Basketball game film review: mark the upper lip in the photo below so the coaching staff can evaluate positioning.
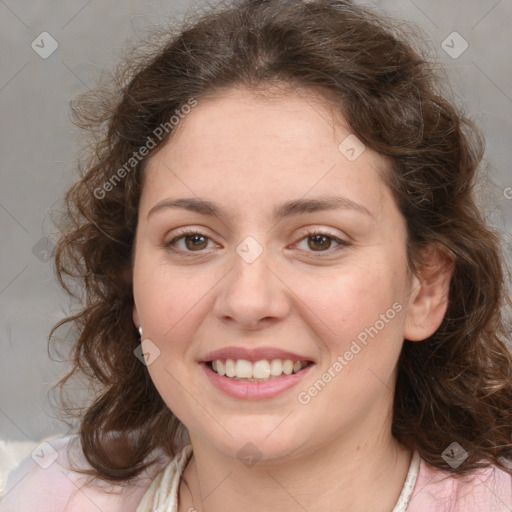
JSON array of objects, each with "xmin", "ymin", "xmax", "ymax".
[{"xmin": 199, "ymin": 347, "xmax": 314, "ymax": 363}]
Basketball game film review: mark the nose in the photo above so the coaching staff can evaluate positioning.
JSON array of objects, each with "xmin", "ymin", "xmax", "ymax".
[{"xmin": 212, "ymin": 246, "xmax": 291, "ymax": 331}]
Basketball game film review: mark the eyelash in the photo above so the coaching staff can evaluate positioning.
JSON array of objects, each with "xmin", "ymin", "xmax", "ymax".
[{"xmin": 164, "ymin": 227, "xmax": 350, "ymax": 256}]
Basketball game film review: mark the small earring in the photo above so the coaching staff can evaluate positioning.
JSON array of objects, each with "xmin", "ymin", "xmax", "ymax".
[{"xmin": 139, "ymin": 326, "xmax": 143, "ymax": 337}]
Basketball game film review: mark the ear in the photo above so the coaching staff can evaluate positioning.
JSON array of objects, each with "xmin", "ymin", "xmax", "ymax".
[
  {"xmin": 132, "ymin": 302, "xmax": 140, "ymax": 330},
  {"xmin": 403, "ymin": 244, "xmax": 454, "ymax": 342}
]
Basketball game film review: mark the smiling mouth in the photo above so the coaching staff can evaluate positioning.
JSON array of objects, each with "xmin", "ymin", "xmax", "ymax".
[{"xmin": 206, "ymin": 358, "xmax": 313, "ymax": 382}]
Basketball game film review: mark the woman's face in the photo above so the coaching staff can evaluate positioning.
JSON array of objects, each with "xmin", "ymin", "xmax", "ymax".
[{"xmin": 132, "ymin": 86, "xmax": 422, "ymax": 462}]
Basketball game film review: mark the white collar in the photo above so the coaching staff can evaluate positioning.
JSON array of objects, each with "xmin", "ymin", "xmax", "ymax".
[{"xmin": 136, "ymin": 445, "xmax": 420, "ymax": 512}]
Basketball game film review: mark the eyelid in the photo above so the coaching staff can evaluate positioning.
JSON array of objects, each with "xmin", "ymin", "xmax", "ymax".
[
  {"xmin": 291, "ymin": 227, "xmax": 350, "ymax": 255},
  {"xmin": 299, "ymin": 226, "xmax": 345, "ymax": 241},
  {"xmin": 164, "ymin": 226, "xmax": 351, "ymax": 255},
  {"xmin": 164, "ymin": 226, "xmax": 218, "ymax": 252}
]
---
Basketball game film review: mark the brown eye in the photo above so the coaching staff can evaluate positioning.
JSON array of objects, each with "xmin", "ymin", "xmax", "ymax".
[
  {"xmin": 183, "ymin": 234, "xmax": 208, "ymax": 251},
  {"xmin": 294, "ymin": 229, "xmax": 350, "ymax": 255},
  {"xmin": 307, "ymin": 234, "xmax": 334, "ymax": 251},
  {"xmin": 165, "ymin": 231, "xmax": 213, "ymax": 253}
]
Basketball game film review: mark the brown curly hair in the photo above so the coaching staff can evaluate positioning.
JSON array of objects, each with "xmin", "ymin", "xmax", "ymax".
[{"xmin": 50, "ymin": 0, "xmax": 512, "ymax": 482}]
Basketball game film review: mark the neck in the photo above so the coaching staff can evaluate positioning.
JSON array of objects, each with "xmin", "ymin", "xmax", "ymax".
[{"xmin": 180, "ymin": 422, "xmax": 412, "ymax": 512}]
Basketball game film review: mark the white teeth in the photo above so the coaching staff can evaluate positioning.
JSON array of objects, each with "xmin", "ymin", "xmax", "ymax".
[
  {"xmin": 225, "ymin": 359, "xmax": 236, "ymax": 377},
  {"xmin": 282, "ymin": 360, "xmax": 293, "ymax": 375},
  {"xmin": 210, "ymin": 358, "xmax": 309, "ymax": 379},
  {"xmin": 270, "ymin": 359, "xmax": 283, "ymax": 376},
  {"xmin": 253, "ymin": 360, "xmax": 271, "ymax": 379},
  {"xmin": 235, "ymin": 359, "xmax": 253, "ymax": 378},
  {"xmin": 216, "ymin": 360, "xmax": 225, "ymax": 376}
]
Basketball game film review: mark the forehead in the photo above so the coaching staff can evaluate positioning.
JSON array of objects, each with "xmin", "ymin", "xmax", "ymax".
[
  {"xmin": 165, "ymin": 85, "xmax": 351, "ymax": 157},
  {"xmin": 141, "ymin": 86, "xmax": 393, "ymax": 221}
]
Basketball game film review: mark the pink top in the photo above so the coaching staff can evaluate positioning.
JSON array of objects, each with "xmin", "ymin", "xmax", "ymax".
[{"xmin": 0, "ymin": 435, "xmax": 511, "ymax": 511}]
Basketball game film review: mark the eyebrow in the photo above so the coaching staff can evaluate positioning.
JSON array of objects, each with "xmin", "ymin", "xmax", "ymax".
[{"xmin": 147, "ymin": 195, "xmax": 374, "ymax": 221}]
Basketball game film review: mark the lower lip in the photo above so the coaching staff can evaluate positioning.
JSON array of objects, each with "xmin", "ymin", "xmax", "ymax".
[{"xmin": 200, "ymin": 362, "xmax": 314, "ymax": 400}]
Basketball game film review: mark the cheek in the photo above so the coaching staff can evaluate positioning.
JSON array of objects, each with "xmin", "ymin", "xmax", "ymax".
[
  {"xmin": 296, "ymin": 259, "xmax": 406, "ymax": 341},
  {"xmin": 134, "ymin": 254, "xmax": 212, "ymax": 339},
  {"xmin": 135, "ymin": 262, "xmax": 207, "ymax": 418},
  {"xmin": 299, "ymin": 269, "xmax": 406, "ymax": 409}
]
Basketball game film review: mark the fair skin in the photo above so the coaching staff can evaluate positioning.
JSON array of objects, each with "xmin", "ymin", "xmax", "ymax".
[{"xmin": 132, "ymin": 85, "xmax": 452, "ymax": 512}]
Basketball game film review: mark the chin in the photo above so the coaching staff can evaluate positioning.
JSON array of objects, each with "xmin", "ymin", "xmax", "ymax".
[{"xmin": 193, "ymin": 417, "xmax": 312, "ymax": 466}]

## WHAT IS BEING ASKED
Search the entries for the string "brown" and return each line where it turns up.

## WRITTEN RESPONSE
Basketball game film review: mark the brown eye in the photo above so the coaching staff can evaluate positioning.
Basketball game film review: mark the brown curly hair in the photo above so the coaching staff can evaluate positioning.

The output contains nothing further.